Task to complete: Write out the part of the trading blog page from "If you have" up to and including "profitable traders’ success.", word for word.

Page text:
++++
Saturday 11 January 2014

Mechanical system - the key to many of the most profitable traders' success.

A good mechanical trading system automates the entire process of trading.
The system provides answers for each of the decisions a trader must make while
trading. The system makes it easier for a trader to trade consistently because there is a
set of rules which specifically define exactly what should be done. The mechanics of
trading are not left up to the judgment of the trader.
If you know that your system makes money over the long run, it is easier to take the
signals and trade according to the system during periods of losses. If you are relying on
your own judgment during trading, you may find that you are fearful just when you
should be bold, and courageous when you should be cautious.
If you have a mechanical trading system that works, and you follow it consistently,
your trading will be consistent despite the inner emotional struggles that might come
from a long series of losses, or a large profit. The confidence, consistency, and
discipline afforded by a thoroughly tested mechanical system are the key to many of
the most profitable traders’ success.

Sunday 5 January 2014

Practice before you open real account

You want to make sure you understand
what you are doing before you risk real money. I assure you that if
you are losing money in a demo account you won’t magically start
making money by trading a real account.
While you are still practicing your trading in a demo account go
through the steps of opening a real money account. I suggest you
first open a mini account even if you can afford a larger account.
++++
Record excerpts:

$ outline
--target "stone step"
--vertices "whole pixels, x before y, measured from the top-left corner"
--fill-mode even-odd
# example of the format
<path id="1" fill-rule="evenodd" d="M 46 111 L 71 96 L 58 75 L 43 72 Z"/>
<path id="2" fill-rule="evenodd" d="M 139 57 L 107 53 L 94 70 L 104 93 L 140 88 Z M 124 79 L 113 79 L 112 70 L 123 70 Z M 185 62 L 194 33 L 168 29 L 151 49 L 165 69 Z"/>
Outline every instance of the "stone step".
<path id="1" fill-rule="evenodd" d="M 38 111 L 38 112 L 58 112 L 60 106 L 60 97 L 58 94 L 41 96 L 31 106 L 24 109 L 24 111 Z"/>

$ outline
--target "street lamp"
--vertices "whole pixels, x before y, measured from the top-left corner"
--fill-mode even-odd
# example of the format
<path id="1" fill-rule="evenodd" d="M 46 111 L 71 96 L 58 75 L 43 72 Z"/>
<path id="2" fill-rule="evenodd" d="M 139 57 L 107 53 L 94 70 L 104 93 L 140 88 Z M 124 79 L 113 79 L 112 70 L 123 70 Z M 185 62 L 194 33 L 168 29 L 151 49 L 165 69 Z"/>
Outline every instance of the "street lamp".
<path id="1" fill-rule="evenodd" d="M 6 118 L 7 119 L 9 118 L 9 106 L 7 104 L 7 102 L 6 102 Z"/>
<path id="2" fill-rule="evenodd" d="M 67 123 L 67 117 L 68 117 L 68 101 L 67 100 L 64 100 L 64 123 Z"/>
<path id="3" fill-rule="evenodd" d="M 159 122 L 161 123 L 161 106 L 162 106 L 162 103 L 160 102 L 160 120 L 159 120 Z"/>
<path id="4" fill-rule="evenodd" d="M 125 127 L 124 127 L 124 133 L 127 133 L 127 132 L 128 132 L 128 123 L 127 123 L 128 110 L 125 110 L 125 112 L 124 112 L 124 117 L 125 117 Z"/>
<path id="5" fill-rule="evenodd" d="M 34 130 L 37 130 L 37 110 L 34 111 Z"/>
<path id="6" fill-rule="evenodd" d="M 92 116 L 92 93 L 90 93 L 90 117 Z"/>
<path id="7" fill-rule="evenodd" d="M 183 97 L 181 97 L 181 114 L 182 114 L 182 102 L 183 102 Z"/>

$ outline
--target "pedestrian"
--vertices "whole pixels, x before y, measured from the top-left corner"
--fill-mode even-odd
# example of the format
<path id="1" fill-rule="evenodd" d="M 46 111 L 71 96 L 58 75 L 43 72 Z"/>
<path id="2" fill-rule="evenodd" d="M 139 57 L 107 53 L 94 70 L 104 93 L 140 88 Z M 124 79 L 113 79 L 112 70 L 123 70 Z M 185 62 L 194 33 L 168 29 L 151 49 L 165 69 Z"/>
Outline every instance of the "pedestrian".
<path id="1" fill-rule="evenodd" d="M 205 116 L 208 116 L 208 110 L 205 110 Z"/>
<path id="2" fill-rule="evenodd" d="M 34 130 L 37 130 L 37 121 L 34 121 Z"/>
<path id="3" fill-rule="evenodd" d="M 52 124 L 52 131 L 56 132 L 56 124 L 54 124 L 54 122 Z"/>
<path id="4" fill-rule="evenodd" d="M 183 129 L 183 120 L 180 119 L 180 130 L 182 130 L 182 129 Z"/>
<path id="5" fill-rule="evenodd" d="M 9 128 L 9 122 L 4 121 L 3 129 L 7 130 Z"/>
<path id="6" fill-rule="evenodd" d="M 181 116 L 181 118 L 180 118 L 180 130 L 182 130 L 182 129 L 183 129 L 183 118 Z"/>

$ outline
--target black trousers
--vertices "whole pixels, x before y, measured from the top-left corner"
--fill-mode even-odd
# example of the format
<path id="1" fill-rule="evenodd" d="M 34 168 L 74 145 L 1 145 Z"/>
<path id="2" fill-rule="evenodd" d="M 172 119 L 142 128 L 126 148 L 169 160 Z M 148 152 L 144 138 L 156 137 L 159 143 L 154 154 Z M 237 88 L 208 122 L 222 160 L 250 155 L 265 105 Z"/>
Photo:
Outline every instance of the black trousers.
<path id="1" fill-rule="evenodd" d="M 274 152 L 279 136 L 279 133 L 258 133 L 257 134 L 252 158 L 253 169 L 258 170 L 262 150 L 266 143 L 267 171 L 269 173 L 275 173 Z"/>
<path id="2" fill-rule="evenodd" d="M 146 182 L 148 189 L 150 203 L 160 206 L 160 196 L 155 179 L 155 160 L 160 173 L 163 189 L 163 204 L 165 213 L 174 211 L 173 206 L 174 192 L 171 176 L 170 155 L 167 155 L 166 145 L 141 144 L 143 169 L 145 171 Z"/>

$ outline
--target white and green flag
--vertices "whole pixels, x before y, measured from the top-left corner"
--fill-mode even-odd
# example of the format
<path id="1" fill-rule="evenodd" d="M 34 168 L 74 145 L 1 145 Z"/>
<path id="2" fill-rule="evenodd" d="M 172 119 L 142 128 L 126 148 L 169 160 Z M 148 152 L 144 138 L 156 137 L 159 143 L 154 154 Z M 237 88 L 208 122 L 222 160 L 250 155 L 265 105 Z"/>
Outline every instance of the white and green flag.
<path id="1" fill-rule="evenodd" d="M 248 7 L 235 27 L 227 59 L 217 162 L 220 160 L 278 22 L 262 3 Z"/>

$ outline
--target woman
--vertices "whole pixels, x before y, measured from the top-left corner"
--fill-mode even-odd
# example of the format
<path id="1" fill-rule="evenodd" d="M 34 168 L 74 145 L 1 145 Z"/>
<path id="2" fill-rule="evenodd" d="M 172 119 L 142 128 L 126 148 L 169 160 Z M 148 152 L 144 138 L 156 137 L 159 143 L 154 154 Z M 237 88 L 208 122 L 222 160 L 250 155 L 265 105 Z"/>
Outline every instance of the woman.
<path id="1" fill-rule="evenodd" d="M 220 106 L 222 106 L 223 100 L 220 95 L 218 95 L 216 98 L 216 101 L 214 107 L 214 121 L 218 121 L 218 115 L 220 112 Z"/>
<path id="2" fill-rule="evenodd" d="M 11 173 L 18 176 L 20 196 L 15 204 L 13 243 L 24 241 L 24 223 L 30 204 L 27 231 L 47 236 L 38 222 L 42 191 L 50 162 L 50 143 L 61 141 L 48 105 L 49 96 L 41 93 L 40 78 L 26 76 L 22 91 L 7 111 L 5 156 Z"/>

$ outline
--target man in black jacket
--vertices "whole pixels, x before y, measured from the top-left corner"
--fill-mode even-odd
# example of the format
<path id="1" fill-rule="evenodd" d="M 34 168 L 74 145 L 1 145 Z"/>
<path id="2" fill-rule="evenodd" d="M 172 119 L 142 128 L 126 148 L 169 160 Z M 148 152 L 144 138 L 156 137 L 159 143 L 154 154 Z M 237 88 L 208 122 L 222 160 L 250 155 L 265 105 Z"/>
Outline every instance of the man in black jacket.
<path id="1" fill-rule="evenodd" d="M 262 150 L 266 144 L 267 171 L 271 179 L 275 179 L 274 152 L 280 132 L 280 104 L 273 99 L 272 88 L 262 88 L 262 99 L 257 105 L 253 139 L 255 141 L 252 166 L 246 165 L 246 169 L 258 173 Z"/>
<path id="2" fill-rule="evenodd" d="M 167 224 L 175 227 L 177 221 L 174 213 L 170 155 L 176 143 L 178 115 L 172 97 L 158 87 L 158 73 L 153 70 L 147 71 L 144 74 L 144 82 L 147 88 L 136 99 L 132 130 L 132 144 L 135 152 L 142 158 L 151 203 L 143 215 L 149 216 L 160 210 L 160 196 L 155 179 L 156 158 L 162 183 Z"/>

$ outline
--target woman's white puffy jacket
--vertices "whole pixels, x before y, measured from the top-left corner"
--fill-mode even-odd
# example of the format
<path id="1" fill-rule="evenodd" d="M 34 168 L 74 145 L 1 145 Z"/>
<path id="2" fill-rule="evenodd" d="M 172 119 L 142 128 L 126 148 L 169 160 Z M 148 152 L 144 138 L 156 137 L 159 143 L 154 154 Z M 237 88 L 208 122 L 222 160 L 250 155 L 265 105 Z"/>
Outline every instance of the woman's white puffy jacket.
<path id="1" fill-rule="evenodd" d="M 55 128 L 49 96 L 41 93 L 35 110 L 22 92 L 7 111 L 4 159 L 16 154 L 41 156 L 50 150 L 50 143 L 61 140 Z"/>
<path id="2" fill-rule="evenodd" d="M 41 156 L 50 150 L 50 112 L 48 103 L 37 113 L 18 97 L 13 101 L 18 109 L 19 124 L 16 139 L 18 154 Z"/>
++++
Response:
If you have a mechanical trading system that works, and you follow it consistently,
your trading will be consistent despite the inner emotional struggles that might come
from a long series of losses, or a large profit. The confidence, consistency, and
discipline afforded by a thoroughly tested mechanical system are the key to many of
the most profitable traders’ success.